>> start TEXT EXTRACT
Re: Deadlock in multiple CIC.

From: Jeremy Finzel <finzelj(at)gmail(dot)com>
To: Jeff Janes <jeff(dot)janes(at)gmail(dot)com>
Cc: Alvaro Herrera <alvherre(at)alvh(dot)no-ip(dot)org>, pgsql-hackers <pgsql-hackers(at)postgresql(dot)org>
Subject: Re: Deadlock in multiple CIC.
Date: 2017-12-27 16:50:19
Message-ID: CAMa1XUiXOw3mh7cJcN=pHHVbM1BcGx38z9imKCtPv5t1Xzg+QA@mail.gmail.com
Views: Raw Message | Whole Thread | Download mbox | Resend email
Thread:
Lists: pgsql-hackers

On Tue, Dec 26, 2017 at 11:23 AM, Jeff Janes <jeff(dot)janes(at)gmail(dot)com> wrote:

> On Tue, Dec 26, 2017 at 8:31 AM, Alvaro Herrera <alvherre(at)alvh(dot)no-ip(dot)org>
> wrote:
>
>> Jeff Janes wrote:
>> > c3d09b3bd23f5f6 fixed it so concurrent CIC would not deadlock (or at
>> least
>> > not as reliably as before) by dropping its own snapshot before waiting
>> for
>> > all the other ones to go away.
>> end TEXT EXTRACT
>> start DATA PROVIDED
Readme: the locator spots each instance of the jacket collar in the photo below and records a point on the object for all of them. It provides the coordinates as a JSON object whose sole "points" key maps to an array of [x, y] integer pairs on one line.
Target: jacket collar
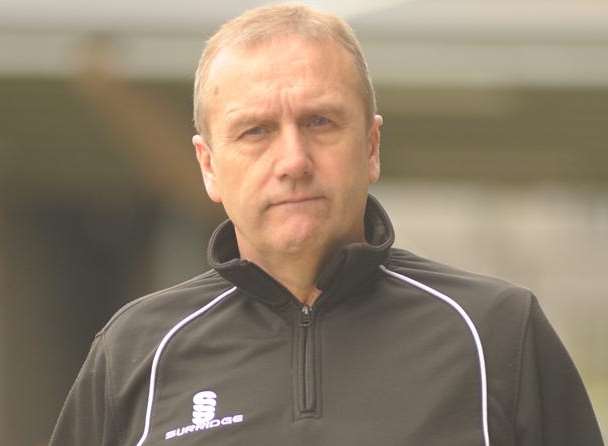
{"points": [[346, 269]]}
>> end DATA PROVIDED
YOUR TASKS
- 1) According to the email, which commit fixed concurrent CIC so that it would not deadlock?
- 2) List every option on the "Views:" line of the email's header.
- 3) Quote the email between "From: Jeremy Finzel" and "Subject: Re: Deadlock in multiple CIC.", inclusive.

TASK ANSWERS
- 1) Commit c3d09b3bd23f5f6

- 2) Raw Message, Whole Thread, Download mbox, Resend email

- 3)
From: Jeremy Finzel <finzelj(at)gmail(dot)com>
To: Jeff Janes <jeff(dot)janes(at)gmail(dot)com>
Cc: Alvaro Herrera <alvherre(at)alvh(dot)no-ip(dot)org>, pgsql-hackers <pgsql-hackers(at)postgresql(dot)org>
Subject: Re: Deadlock in multiple CIC.